# [Task details]
Transcribe the listing below word for word.

- - -

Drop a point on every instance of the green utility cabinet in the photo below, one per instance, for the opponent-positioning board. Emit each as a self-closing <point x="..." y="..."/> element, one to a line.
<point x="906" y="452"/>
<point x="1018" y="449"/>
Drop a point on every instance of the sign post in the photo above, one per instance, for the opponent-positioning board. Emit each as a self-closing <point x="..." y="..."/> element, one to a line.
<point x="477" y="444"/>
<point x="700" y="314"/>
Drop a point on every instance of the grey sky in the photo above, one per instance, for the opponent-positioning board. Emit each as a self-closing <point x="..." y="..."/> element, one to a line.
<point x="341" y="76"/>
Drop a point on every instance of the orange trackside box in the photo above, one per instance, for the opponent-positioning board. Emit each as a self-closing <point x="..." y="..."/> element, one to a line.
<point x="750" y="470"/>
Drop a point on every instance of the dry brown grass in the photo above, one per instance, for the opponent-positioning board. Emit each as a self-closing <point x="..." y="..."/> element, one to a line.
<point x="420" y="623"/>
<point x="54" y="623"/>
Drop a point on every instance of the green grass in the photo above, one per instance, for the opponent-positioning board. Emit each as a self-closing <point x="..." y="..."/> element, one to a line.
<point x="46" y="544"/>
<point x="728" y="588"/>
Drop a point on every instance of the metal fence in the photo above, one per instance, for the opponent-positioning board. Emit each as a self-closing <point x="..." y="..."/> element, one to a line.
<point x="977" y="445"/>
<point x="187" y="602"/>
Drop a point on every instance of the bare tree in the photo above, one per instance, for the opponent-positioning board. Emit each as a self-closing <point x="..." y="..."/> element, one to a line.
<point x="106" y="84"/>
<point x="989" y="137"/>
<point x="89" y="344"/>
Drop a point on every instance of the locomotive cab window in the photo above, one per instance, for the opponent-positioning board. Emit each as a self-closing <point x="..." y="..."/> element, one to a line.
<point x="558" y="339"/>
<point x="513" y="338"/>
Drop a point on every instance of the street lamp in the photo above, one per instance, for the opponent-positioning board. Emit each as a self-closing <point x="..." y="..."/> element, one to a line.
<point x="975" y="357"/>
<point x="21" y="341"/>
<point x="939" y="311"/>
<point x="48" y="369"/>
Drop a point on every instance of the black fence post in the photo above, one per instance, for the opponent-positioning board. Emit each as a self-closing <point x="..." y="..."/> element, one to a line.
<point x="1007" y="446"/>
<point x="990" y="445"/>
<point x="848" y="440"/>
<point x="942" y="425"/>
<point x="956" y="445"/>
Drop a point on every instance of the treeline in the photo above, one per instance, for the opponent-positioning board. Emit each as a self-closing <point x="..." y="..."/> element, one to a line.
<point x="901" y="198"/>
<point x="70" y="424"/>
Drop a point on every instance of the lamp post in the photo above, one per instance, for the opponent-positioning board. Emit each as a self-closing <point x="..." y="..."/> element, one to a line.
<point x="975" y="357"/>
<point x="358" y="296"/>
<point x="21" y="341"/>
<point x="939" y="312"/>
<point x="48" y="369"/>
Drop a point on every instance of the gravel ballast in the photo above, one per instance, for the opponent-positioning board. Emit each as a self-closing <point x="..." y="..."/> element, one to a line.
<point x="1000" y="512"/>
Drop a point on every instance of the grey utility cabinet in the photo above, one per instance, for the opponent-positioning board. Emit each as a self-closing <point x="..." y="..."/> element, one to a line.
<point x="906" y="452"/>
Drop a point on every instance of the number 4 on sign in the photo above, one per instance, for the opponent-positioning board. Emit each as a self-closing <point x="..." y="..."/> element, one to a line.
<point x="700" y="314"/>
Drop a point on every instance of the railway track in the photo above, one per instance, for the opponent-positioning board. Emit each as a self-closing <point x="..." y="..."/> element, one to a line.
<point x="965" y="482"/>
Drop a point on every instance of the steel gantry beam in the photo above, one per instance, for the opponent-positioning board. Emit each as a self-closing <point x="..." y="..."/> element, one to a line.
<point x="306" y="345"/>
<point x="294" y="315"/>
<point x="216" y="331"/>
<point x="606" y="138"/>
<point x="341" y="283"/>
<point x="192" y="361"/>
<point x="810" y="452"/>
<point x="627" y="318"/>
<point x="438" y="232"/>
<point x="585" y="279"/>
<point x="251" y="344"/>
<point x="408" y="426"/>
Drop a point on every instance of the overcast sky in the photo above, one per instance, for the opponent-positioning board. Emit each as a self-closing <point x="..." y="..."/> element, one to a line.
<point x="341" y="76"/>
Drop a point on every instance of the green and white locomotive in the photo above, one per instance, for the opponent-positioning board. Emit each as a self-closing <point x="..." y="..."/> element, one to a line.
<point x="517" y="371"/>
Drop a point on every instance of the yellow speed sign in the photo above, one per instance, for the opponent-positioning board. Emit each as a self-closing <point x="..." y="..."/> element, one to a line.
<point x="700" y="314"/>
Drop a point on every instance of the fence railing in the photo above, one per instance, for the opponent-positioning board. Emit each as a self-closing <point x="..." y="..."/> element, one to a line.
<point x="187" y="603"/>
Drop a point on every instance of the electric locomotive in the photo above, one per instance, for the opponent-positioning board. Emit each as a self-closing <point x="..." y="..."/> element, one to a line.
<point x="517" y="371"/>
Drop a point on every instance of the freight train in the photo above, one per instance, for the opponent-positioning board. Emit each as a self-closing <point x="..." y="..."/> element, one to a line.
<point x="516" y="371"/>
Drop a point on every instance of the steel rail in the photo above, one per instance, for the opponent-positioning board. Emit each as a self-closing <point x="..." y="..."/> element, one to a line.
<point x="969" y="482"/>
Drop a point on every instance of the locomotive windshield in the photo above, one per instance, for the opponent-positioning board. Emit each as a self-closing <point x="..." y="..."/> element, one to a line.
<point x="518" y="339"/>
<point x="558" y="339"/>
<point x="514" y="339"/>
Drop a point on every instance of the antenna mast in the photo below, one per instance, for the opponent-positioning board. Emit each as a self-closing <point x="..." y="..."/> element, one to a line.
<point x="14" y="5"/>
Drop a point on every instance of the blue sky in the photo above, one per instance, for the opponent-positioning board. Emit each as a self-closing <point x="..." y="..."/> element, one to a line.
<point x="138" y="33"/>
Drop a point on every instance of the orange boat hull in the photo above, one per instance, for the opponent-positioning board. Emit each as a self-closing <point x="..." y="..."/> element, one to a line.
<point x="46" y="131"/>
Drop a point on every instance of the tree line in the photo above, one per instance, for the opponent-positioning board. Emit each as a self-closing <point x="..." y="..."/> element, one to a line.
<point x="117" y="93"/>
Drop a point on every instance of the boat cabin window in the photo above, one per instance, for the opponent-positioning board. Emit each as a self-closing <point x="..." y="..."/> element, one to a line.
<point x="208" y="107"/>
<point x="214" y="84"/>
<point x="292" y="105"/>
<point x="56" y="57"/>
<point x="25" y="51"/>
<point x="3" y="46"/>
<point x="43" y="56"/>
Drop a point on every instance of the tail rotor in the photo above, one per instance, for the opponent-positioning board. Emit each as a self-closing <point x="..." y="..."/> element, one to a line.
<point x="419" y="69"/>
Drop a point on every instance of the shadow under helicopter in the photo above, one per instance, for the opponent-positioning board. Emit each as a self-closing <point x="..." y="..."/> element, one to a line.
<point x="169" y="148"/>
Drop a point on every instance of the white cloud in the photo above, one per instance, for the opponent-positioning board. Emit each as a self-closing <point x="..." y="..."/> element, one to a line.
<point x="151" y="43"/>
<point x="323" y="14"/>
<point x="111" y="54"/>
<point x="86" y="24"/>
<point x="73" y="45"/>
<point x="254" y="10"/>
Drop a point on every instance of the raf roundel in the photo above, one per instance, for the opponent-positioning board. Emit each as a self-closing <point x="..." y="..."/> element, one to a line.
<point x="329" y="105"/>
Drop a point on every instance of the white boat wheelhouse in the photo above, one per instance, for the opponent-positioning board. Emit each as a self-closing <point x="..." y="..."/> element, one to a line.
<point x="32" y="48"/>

- - -

# [The solution]
Drop a point on every instance of the green utility cabinet in the photo below, one per instance, for the opponent-positioning board. Emit each as a self-closing <point x="..." y="..."/> element, one to a line.
<point x="906" y="452"/>
<point x="1018" y="449"/>
Drop a point on every instance of the sign post in the photo above, one per instance, for the opponent-positioning board. Emit each as a self-closing <point x="..." y="..."/> element, one to a line.
<point x="477" y="444"/>
<point x="700" y="314"/>
Drop a point on every instance of the grey sky in the photo above, one per instance, for the opponent-positioning board. Emit each as a self-closing <point x="..." y="..."/> element, one to a line.
<point x="341" y="76"/>
Drop a point on every instance of the orange trackside box in the photo above, one per instance, for the opponent-positioning board. Emit each as a self-closing <point x="..." y="..."/> element, one to a line.
<point x="750" y="470"/>
Drop a point on every instance of the dry brown grass in the photo above, one per instance, for the opponent-positioning board. Emit each as a self-closing <point x="..." y="..."/> element, one to a line.
<point x="420" y="623"/>
<point x="54" y="623"/>
Drop a point on every instance of the green grass in the photo above, one per instance, for the opponent-positioning board. Emit each as a self-closing <point x="..." y="..."/> element, one to a line.
<point x="46" y="544"/>
<point x="728" y="588"/>
Drop a point on every instance of the metal fence in the photo above, one per instance, for the opponent-positioning board. Emit each as a self-closing <point x="..." y="..."/> element, one to a line.
<point x="977" y="445"/>
<point x="187" y="602"/>
Drop a point on every instance of the bare tree in the photo above, one per instance, for the opponent-positioning board. Emit each as a self-closing <point x="..." y="..."/> element, one to a line.
<point x="106" y="84"/>
<point x="989" y="137"/>
<point x="89" y="344"/>
Drop a point on every instance of the locomotive cab window in the photo above, one per instance, for the opponent-positioning board. Emit each as a self-closing <point x="..." y="..."/> element, one to a line.
<point x="558" y="339"/>
<point x="513" y="338"/>
Drop a point on every instance of the street lamp in the photo above, one per instance, for the opponent-positioning board. Emit each as a self-closing <point x="..." y="..."/> element, one to a line.
<point x="975" y="357"/>
<point x="21" y="341"/>
<point x="939" y="311"/>
<point x="48" y="369"/>
Drop a point on every instance of the black fence post in the photo above, one per instance, for the opponent-positioning board. Emit each as a self-closing <point x="..." y="..."/> element, one to a line.
<point x="1007" y="446"/>
<point x="990" y="445"/>
<point x="848" y="440"/>
<point x="942" y="425"/>
<point x="956" y="445"/>
Drop a point on every instance of the treeline in the photo above, one per instance, for the opponent-positioning board. Emit each as a self-closing <point x="..." y="..."/> element, one to a line.
<point x="901" y="198"/>
<point x="70" y="424"/>
Drop a point on every instance of the lamp post in the photo above, one per instance, for the opponent-positioning board. Emit each as a self-closing <point x="..." y="..."/> element, one to a line.
<point x="975" y="357"/>
<point x="358" y="296"/>
<point x="21" y="341"/>
<point x="939" y="312"/>
<point x="48" y="369"/>
Drop a point on every instance of the gravel ballast in the photo above, one per instance, for the opponent-positioning board. Emit each as a self-closing <point x="..." y="..."/> element, one to a line.
<point x="1000" y="512"/>
Drop a point on every instance of the grey utility cabinet in the photo above, one per instance, for the opponent-positioning board. Emit each as a self-closing <point x="..." y="..."/> element, one to a line.
<point x="906" y="452"/>
Drop a point on every instance of the number 4 on sign in the photo above, one per instance, for the opponent-positioning board. Emit each as a self-closing <point x="..." y="..."/> element, one to a line.
<point x="700" y="314"/>
Drop a point on every instance of the railway track in the photo above, one per instance, for the opponent-positioning board. Emit each as a self-closing <point x="..." y="..."/> element, one to a line.
<point x="965" y="482"/>
Drop a point on every instance of the steel gantry beam in the photo above, one per instance, for the opponent-positioning board. Emit each as a self-closing <point x="..." y="..."/> element, one to a line.
<point x="306" y="345"/>
<point x="294" y="315"/>
<point x="216" y="331"/>
<point x="606" y="138"/>
<point x="341" y="283"/>
<point x="192" y="361"/>
<point x="810" y="452"/>
<point x="627" y="318"/>
<point x="438" y="232"/>
<point x="585" y="279"/>
<point x="251" y="344"/>
<point x="408" y="426"/>
Drop a point on every instance of the overcast sky in the photo above, one per instance, for the opponent-positioning board. Emit each as a self-closing <point x="..." y="..."/> element, one to a line.
<point x="341" y="76"/>
Drop a point on every instance of the green and white locomotive in the photo above, one per instance, for the opponent-positioning board. Emit each as a self-closing <point x="..." y="..."/> element, one to a line.
<point x="517" y="371"/>
Drop a point on every instance of the yellow speed sign in the photo above, one per instance, for the opponent-positioning board. Emit each as a self-closing <point x="..." y="..."/> element, one to a line.
<point x="700" y="314"/>
Drop a point on every instance of the fence railing in the photo above, one per instance, for the opponent-positioning board. Emit each as a self-closing <point x="..." y="..."/> element, one to a line.
<point x="187" y="603"/>
Drop a point on every instance of the electric locomotive in the photo above, one per instance, for the opponent-positioning board. Emit each as a self-closing <point x="..." y="..."/> element, one to a line.
<point x="517" y="371"/>
Drop a point on every instance of the freight train in the photo above, one per instance, for the opponent-positioning board. Emit each as a self-closing <point x="..." y="..."/> element, one to a line.
<point x="516" y="371"/>
Drop a point on every instance of the steel rail in the photo above, one per instance, for the opponent-positioning board. Emit each as a self-closing <point x="..." y="..."/> element, one to a line.
<point x="969" y="482"/>
Drop a point on every instance of the locomotive windshield in the photo above, one per instance, for the opponent-positioning board. Emit each as a self-closing <point x="..." y="..."/> element, one to a line.
<point x="518" y="339"/>
<point x="558" y="339"/>
<point x="514" y="339"/>
Drop a point on every instance of the antenna mast in the photo below, one per instance, for the opponent-positioning board. Emit each as a self-closing <point x="..." y="..."/> element, one to a line.
<point x="14" y="5"/>
Drop a point on every instance of the blue sky in the photo above, one per instance, for the opponent-positioning board. Emit each as a self-closing <point x="..." y="..."/> element, one to a line.
<point x="138" y="33"/>
Drop a point on every instance of the orange boat hull in the photo above, one per instance, for the opponent-positioning board. Emit each as a self-closing <point x="..." y="..."/> element, one to a line.
<point x="46" y="131"/>
Drop a point on every instance of the tree line in the photo above, one per instance, for the opponent-positioning board. Emit each as a self-closing <point x="..." y="..."/> element, one to a line.
<point x="117" y="93"/>
Drop a point on every instance of the boat cabin window in the photo above, one per instance, for the opponent-positioning board. Emit each as a self-closing <point x="..." y="..."/> element, one to a line.
<point x="208" y="107"/>
<point x="214" y="84"/>
<point x="292" y="105"/>
<point x="56" y="57"/>
<point x="25" y="51"/>
<point x="3" y="46"/>
<point x="43" y="56"/>
Drop a point on every instance of the tail rotor in the photo above, one per instance, for the opponent-positioning board. Emit each as a self-closing <point x="..." y="..."/> element, one to a line.
<point x="419" y="69"/>
Drop a point on every instance of the shadow under helicopter in the photo above, one per instance, for the opponent-positioning board. Emit each as a self-closing <point x="..." y="..."/> element, one to a line.
<point x="169" y="148"/>
Drop a point on every instance of the white cloud in the photo above, one per instance, for the opponent-positioning board. Emit each as a self-closing <point x="..." y="..."/> element, one to a line.
<point x="151" y="43"/>
<point x="323" y="14"/>
<point x="111" y="54"/>
<point x="86" y="24"/>
<point x="73" y="45"/>
<point x="254" y="10"/>
Drop a point on every instance of the raf roundel in the photo above, one per instance, for the opponent-positioning board. Emit each as a self-closing <point x="..." y="..."/> element, one to a line.
<point x="329" y="105"/>
Drop a point on every instance of the white boat wheelhouse in the photo above, one per instance, for the opponent-positioning board. Emit each as a self-closing <point x="..." y="..."/> element, one to a line.
<point x="32" y="48"/>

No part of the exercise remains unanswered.